AIM OF THE EXERCISE: List every line below that contains the string "puts".

SUPPLIED MATERIAL:
## begin
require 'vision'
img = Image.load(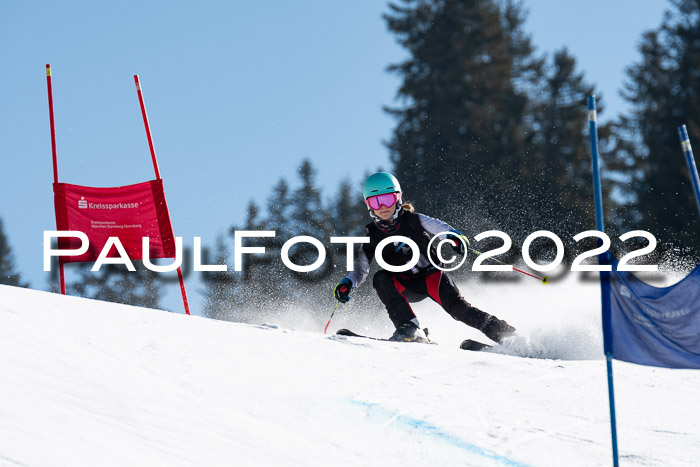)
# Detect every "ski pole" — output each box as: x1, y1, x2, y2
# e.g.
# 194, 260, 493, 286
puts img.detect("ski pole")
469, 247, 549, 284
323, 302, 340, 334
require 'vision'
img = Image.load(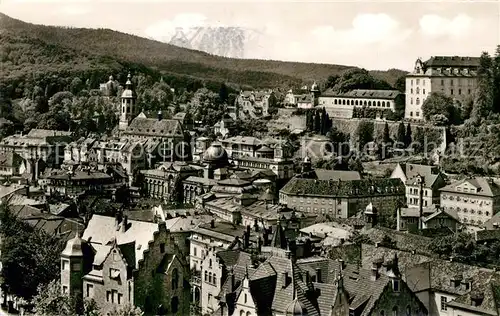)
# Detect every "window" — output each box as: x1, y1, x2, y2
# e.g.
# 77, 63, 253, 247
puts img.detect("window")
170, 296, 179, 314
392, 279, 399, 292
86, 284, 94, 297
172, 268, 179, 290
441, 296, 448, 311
## end
EXERCISE ANSWER:
puts img.detect("ski pole")
puts img.detect("window")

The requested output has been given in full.